- _Activity_: Here the job is to return only the lines of the material, exactly, from the first one to the line with "Trace the outline of every instance of the dark".

- _Stored data_:
·····

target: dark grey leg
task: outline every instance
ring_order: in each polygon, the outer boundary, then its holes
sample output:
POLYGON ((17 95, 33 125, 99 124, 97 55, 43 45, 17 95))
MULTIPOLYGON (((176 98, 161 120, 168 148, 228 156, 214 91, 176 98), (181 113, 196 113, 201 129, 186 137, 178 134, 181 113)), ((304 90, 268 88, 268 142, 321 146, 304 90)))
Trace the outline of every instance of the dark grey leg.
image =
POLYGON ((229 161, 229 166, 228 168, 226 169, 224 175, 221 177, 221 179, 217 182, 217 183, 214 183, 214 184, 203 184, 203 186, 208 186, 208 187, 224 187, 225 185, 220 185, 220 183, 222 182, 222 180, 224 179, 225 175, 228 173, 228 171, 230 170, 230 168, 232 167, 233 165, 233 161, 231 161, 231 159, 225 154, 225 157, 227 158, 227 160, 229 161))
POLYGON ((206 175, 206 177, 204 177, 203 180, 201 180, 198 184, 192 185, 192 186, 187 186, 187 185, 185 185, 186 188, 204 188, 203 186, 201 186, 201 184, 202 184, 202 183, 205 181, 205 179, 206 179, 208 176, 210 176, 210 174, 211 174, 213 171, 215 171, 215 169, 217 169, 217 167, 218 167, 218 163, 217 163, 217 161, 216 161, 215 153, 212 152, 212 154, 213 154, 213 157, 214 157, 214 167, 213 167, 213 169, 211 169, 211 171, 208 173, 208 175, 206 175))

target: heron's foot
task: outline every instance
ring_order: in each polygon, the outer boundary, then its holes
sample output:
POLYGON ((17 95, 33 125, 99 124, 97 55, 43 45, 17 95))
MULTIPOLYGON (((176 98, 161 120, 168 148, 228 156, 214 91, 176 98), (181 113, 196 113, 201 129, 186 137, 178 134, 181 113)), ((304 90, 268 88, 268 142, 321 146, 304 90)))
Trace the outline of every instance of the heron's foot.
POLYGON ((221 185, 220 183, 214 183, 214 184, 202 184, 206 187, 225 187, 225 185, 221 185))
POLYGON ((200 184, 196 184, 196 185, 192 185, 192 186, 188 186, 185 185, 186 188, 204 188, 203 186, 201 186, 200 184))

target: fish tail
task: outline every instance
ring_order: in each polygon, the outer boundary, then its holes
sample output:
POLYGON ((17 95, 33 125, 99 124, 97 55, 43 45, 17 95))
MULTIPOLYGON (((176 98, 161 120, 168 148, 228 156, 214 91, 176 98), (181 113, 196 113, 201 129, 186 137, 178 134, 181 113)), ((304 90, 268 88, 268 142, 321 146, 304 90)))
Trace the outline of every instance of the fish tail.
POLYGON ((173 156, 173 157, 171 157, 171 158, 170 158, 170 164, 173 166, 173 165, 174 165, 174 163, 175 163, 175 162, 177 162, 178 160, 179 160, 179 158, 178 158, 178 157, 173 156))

·····

- _Answer box_:
target: dark grey leg
task: outline every instance
ring_order: in each polygon, the outer boundary, then its holes
sample output:
POLYGON ((17 95, 33 125, 99 124, 97 55, 43 45, 17 95))
MULTIPOLYGON (((176 98, 161 120, 168 148, 228 156, 214 91, 176 98), (181 113, 196 113, 201 129, 186 137, 178 134, 181 113)), ((304 90, 268 88, 268 142, 321 146, 304 90)))
Trace the outline of every instance of the dark grey leg.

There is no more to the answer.